GIVEN PROBLEM |
Locate every line in the items below that contains the word "striped", and copy each of those lines. The match is case-sensitive.

** Begin **

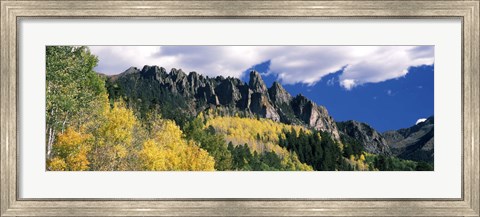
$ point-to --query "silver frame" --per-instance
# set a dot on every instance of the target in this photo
(11, 11)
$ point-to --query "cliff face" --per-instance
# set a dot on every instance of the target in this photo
(372, 141)
(413, 143)
(192, 93)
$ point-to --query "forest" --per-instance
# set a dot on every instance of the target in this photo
(89, 129)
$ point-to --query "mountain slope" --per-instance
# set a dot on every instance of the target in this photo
(371, 140)
(413, 143)
(181, 95)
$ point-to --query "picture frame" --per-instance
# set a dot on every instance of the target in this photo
(12, 11)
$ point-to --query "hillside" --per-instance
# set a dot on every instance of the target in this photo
(191, 94)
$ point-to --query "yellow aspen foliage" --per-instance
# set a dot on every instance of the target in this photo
(362, 158)
(261, 135)
(169, 151)
(57, 164)
(113, 146)
(70, 151)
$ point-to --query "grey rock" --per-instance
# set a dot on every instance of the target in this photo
(372, 141)
(413, 143)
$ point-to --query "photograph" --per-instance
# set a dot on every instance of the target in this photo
(239, 108)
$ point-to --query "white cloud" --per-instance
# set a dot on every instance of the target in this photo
(348, 83)
(292, 64)
(420, 120)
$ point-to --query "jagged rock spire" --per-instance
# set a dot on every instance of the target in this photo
(256, 83)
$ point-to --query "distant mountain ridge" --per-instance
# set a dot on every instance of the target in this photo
(413, 143)
(194, 93)
(185, 95)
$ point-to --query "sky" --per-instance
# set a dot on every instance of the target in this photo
(387, 87)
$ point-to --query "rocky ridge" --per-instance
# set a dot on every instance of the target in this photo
(154, 85)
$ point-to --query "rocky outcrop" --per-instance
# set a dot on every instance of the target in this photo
(314, 116)
(153, 85)
(371, 140)
(413, 143)
(278, 94)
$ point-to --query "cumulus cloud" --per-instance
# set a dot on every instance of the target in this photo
(292, 64)
(420, 120)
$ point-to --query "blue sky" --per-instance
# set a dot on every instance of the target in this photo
(388, 105)
(388, 87)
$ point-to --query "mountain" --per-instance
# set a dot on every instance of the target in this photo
(371, 140)
(180, 95)
(413, 143)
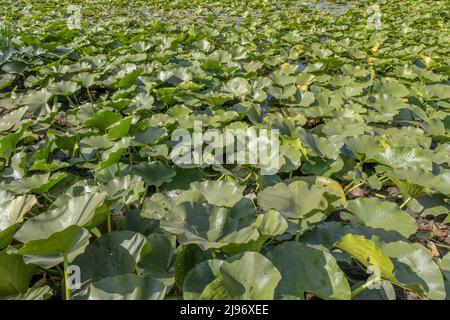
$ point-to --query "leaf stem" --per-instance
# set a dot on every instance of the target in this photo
(365, 286)
(89, 95)
(108, 219)
(354, 187)
(405, 202)
(66, 276)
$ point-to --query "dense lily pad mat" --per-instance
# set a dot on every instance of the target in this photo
(359, 208)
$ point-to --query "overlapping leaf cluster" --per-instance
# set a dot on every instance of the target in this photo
(86, 180)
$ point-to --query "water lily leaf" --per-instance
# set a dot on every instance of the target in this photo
(41, 293)
(238, 87)
(67, 211)
(37, 102)
(199, 277)
(154, 173)
(272, 223)
(116, 253)
(308, 270)
(219, 193)
(441, 91)
(103, 120)
(63, 88)
(157, 262)
(126, 287)
(15, 275)
(37, 183)
(295, 200)
(374, 213)
(367, 252)
(49, 252)
(414, 265)
(12, 211)
(209, 226)
(249, 276)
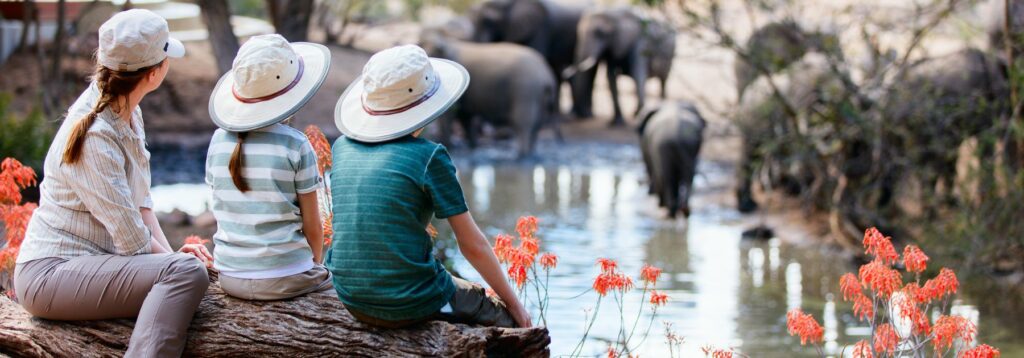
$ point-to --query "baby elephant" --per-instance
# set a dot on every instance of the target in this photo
(671, 134)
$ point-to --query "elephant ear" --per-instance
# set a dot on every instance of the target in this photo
(524, 18)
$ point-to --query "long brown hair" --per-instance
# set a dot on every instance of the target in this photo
(237, 163)
(114, 89)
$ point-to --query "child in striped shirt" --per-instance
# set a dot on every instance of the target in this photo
(264, 176)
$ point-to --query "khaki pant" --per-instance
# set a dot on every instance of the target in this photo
(470, 305)
(314, 280)
(163, 291)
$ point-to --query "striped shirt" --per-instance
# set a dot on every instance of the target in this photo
(259, 232)
(92, 207)
(384, 195)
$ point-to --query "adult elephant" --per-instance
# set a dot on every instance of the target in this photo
(544, 26)
(615, 37)
(511, 87)
(671, 134)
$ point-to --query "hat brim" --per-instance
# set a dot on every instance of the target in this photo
(355, 123)
(231, 115)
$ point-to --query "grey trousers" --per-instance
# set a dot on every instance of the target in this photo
(163, 291)
(314, 280)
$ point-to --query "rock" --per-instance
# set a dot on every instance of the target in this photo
(315, 324)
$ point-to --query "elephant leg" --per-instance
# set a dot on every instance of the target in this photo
(612, 74)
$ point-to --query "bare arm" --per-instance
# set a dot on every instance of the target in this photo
(311, 228)
(477, 251)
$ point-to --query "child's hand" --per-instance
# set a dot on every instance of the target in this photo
(200, 252)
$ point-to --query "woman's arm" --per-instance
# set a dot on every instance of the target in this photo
(477, 251)
(311, 225)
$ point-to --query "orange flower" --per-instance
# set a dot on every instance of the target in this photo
(862, 307)
(862, 350)
(983, 351)
(914, 259)
(549, 260)
(803, 324)
(880, 245)
(880, 278)
(886, 339)
(850, 286)
(321, 146)
(526, 226)
(607, 265)
(194, 239)
(649, 274)
(658, 299)
(949, 327)
(503, 248)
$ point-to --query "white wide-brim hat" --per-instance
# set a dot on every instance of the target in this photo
(237, 113)
(399, 91)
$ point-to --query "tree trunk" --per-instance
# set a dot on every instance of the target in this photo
(291, 17)
(315, 324)
(217, 17)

** End **

EXERCISE SOLUTION |
$ point-to --query "child in striped shirt" --per-instance
$ point-to --query "striped shirt" --per-instance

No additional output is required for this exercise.